> **Reading text**

The 1891–92 FA Cup was the 21st staging of the world's oldest football cup competition, the Football Association Challenge Cup, commonly known as the FA Cup. West Bromwich Albion won the competition, beating Aston Villa 3–0 in the final at the Kennington Oval, with Wembley Stadium still 30 years away from being built.

Matches were scheduled to be played at the stadium of the team named first on the date specified for each round, which was always a Saturday. Some matches, however, might be rescheduled for other days if there were clashes with games for other competitions or the weather was inclement. If scores were level after 90 minutes had been played, a replay would take place at the stadium of the second-named team later the same week. If the replayed match was drawn further replays would be held until a winner was determined. If scores were level after 90 minutes had been played in a replay, a 30-minute period of extra time would be played.

Calendar

Qualifying rounds
For information on the matches played from the preliminary round to the fourth qualifying round, see 1891–92 FA Cup qualifying rounds.

> **Dataset entries**

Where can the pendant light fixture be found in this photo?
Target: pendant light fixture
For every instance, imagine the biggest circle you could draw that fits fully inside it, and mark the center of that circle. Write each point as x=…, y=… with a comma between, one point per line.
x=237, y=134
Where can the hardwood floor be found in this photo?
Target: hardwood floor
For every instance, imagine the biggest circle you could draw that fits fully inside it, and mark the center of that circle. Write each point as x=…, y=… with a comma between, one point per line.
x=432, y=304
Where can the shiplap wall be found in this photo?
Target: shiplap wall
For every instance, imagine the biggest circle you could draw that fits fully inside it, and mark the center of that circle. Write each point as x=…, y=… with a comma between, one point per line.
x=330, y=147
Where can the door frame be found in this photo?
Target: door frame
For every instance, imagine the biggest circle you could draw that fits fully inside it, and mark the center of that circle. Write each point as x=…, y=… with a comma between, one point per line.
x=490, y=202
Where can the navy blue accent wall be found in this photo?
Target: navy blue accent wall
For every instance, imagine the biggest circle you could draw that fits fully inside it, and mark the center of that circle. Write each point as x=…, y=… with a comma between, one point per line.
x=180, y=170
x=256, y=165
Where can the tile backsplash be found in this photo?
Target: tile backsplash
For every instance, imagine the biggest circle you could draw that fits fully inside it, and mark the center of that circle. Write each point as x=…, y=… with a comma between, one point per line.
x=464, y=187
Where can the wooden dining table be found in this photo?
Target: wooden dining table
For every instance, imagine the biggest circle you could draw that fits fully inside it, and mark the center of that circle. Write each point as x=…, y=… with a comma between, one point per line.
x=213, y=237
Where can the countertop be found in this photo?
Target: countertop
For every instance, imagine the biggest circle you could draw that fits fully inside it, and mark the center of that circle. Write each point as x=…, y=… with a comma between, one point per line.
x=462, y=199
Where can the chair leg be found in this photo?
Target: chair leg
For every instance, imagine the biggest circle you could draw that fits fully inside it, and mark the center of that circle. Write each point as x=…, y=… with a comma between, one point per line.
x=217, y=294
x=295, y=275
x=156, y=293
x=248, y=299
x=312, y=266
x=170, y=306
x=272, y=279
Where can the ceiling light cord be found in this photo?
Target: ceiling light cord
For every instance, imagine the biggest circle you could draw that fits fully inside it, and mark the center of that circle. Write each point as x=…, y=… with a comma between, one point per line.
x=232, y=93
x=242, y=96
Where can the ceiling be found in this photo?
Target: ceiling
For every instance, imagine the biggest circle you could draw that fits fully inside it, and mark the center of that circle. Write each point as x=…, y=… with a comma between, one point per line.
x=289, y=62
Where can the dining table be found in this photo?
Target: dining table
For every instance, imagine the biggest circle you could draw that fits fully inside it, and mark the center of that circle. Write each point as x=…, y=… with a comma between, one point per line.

> **Instruction**
Copy out the 1891–92 FA Cup text above in full, word for word.

> **Full output**
The 1891–92 FA Cup was the 21st staging of the world's oldest football cup competition, the Football Association Challenge Cup, commonly known as the FA Cup. West Bromwich Albion won the competition, beating Aston Villa 3–0 in the final at the Kennington Oval, with Wembley Stadium still 30 years away from being built.

Matches were scheduled to be played at the stadium of the team named first on the date specified for each round, which was always a Saturday. Some matches, however, might be rescheduled for other days if there were clashes with games for other competitions or the weather was inclement. If scores were level after 90 minutes had been played, a replay would take place at the stadium of the second-named team later the same week. If the replayed match was drawn further replays would be held until a winner was determined. If scores were level after 90 minutes had been played in a replay, a 30-minute period of extra time would be played.

Calendar

Qualifying rounds
For information on the matches played from the preliminary round to the fourth qualifying round, see 1891–92 FA Cup qualifying rounds.